<<<<

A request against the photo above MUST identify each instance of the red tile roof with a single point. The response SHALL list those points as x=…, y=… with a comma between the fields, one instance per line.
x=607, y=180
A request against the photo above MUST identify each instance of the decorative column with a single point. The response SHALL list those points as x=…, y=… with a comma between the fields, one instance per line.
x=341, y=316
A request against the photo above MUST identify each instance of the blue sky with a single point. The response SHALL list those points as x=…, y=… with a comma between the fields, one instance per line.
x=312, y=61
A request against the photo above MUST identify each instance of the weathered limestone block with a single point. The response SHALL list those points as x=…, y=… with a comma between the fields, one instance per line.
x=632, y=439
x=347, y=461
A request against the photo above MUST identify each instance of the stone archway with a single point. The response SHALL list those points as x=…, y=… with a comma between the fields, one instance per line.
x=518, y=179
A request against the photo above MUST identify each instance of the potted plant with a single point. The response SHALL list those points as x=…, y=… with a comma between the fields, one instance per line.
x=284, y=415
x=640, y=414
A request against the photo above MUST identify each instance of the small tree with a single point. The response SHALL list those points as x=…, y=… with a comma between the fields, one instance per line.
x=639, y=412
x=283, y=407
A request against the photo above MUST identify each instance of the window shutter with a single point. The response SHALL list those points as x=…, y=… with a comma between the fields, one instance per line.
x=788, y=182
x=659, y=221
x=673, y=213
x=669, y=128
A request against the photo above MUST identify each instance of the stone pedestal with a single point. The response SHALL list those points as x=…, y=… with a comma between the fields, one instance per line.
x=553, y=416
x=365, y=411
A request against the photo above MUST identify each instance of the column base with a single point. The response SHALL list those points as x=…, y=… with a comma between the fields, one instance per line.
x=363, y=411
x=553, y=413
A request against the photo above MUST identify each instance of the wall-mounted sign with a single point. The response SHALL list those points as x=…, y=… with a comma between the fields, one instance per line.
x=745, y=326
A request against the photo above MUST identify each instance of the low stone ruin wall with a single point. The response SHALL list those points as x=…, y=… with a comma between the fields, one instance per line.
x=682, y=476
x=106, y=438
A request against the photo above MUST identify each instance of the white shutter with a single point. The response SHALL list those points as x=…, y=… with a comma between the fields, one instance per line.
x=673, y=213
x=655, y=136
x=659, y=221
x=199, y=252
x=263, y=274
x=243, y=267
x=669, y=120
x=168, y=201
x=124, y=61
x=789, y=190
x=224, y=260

>>>>

Instructions for the task:
Line by line, retype the data exactly as written.

Answer to the exercise:
A request against the photo above MUST identify each instance of the red tile roof with a single point. The response SHALL list those points as x=…, y=… with a comma between the fields, one instance per line.
x=607, y=180
A request against the photo above MUST identify each instance of the decorative column with a single point. The response SHALL list those points as x=…, y=… with a comma between the fields, one instance per line.
x=341, y=316
A request against the photo above MUST identify each instance of the blue sky with a single point. The response SHALL list those points as x=…, y=… with a comma between the fields, one instance per line.
x=312, y=61
A request against the photo above MUST identify each instance of the weathered limestone block with a single point. The response SHALL list those points as x=…, y=… with a comma between the fields, one instance per line.
x=632, y=439
x=347, y=461
A request against the photo above MUST identify each instance of the stone archway with a single point. The response SHALL list those points as x=…, y=… with a comma between the fields, one instance per line.
x=518, y=179
A request against the photo above MUST identify each instance of the potted plant with a single point. The response SHALL list those points as x=…, y=… with a comma between the fields, one instance per line.
x=284, y=415
x=640, y=414
A request against the photo above MUST identify each instance of the small tree with a single point. The response SHALL list those points as x=…, y=… with a comma between the fields, one instance per line.
x=639, y=412
x=283, y=407
A request against the photo above MUST identify each instance of the window shutter with a single point. The response SHALL list those points as x=…, y=… with a comma between the fields, one instance per line.
x=788, y=182
x=659, y=221
x=673, y=213
x=669, y=128
A request against the photo above MUST identify each instance of the stone pedestal with a single point. The response SHALL list those points as x=…, y=… with a comma between the fields, one instance per line.
x=553, y=416
x=365, y=411
A request against the photo above MUST identify each instance of the column base with a single point. The response SHALL list those points as x=…, y=… with a comma between the fields, one instance per line.
x=363, y=411
x=553, y=413
A request against the photo above MUST identify each instance of the wall-mounted sign with a single point. The response SHALL list those points as x=…, y=… with a comma between the fields, one instance per line.
x=745, y=326
A request against the photo above MUST identify each instance of the low stone ruin wall with a single point. The response SHALL list those points as x=…, y=… with a comma between the fields, one instance per line.
x=682, y=476
x=106, y=438
A request against the photo above MUST identify each instance of the white shutter with a single point. The response SHALL list those points as x=…, y=… with a comma between the fields, one instance per line.
x=673, y=213
x=655, y=136
x=659, y=221
x=199, y=252
x=263, y=274
x=243, y=267
x=669, y=120
x=168, y=201
x=124, y=61
x=789, y=190
x=224, y=260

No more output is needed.